Source excerpt >>
NOTE 9 - Fair Value Measurements and Disclosures about the Fair Value of Financial Instruments

 

The Fair Value Measurements and Disclosures Topic of the FASB ASC establishes a framework for measuring fair value and requires certain disclosures about fair value measurements. Its provisions do not apply to fair value measurements for purposes of lease classification and measurement, which is addressed in the Leases Topic of the FASB ASC.

 

Fair value is defined as the price that would be received to sell an asset or paid to transfer a liability in an orderly transaction between market participants in the principal or most advantageous market for the asset or liability at the measurement date (exit price). A three-level valuation hierarchy is required for disclosure of fair value measurements based upon the transparency of inputs to the valuation of an asset or liability as of the measurement date. The fair value hierarchy gives the highest priority to quoted prices (unadjusted) in active markets for identical assets or liabilities (Level 1) and the lowest priority to unobservable inputs (Level 3). The level in the fair value hierarchy within which the fair value measurement in its entirety falls is determined based on the lowest level input that is significant to the measurement in its entirety.

 

The three levels are defined as follows:

  • Level 1 – Inputs to the valuation are unadjusted quoted prices in active markets for identical assets or liabilities.
  • Level 2 – Inputs to the valuation may include quoted prices for similar assets and liabilities in active or inactive markets, and inputs other than quoted prices, such as interest rates and yield curves, which are observable for the asset or liability for substantially the full term of the financial instrument.
  • Level 3 – Inputs to the valuation are unobservable and significant to the fair value measurement. Level 3 inputs shall be used to measure fair value only to the extent that observable inputs are not available.

Objectives >>
A: Transcribe the fair value note between "NOTE 9 - Fair" and "the FASB ASC.", inclusive.
B: Summarize the fair value note in two sentences.

Dataset entries >>
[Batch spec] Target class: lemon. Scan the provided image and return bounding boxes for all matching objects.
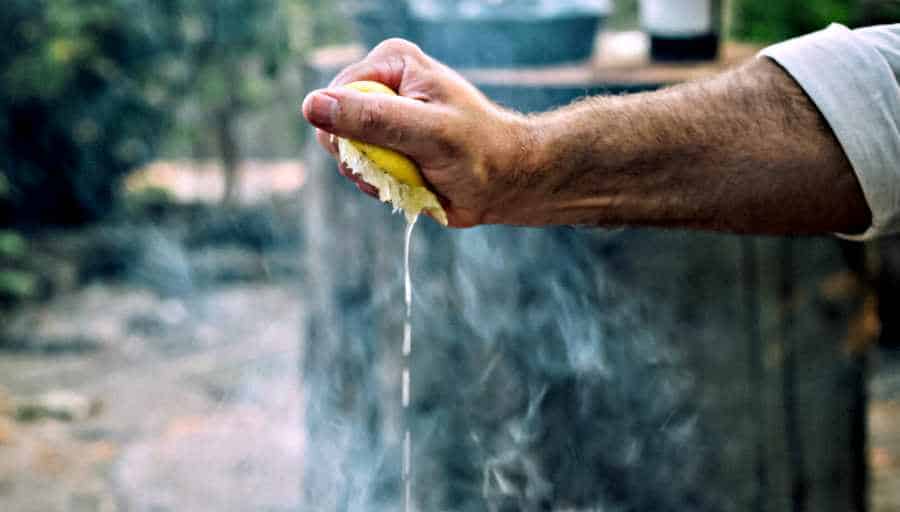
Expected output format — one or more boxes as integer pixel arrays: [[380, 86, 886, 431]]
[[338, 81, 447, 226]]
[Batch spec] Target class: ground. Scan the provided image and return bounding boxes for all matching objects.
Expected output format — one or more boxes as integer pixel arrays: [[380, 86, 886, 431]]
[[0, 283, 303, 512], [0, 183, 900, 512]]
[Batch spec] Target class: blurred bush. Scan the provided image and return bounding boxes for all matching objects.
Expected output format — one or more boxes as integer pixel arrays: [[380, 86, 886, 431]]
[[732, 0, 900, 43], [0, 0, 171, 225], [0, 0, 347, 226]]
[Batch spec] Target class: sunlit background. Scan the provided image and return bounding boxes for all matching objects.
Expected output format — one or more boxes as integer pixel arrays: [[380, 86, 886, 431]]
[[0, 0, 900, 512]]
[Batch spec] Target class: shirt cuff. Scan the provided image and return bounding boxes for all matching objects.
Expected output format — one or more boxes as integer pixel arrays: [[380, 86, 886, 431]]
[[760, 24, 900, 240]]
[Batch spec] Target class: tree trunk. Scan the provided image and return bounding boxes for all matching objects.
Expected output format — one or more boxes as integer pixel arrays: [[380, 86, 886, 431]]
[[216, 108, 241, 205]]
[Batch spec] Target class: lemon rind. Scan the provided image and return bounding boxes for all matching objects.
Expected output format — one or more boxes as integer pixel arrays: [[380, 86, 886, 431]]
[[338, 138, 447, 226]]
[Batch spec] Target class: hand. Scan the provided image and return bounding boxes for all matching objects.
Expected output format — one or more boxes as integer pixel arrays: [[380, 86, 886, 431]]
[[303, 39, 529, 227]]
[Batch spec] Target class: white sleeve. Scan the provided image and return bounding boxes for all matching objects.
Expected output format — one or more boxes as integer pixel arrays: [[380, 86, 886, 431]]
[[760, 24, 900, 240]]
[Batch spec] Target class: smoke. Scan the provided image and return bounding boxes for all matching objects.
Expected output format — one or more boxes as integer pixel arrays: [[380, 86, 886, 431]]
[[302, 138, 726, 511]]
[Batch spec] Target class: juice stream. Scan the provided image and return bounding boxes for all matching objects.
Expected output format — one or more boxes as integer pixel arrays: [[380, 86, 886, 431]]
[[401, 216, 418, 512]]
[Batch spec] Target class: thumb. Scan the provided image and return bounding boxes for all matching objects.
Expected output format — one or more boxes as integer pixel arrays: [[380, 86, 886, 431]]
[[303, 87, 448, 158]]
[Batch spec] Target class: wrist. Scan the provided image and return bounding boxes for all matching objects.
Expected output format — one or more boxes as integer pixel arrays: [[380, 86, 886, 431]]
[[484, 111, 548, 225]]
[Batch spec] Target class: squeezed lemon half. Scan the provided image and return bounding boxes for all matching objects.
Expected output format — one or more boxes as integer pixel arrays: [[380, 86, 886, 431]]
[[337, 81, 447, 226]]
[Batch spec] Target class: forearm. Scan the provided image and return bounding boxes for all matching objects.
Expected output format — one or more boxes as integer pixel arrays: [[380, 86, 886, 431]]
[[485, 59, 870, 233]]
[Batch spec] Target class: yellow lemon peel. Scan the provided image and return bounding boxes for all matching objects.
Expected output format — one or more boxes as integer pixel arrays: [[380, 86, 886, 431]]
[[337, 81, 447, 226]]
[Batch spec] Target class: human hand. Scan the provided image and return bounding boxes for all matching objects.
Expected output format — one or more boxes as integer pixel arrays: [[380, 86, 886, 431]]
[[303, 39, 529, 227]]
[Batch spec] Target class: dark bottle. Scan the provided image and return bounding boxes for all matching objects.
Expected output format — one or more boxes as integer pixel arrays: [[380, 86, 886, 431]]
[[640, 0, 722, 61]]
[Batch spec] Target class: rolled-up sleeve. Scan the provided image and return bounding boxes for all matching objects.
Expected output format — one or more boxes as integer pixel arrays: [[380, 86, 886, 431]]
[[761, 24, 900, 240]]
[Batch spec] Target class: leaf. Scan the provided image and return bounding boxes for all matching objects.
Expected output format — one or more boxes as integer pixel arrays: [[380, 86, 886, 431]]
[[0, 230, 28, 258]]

Task-by-task answers >>
A:
NOTE 9 - Fair Value Measurements and Disclosures about the Fair Value of Financial Instruments

 

The Fair Value Measurements and Disclosures Topic of the FASB ASC establishes a framework for measuring fair value and requires certain disclosures about fair value measurements. Its provisions do not apply to fair value measurements for purposes of lease classification and measurement, which is addressed in the Leases Topic of the FASB ASC.

B: The FASB ASC's Fair Value Measurements and Disclosures Topic sets a framework for measuring fair value, defined as the exit price that would be received to sell an asset or paid to transfer a liability in an orderly transaction between market participants at the measurement date. Disclosures use a three-level hierarchy that gives the highest priority to unadjusted quoted prices in active markets for identical assets or liabilities (Level 1) and the lowest to unobservable inputs (Level 3), and a measurement's level is set by the lowest input that is significant to it.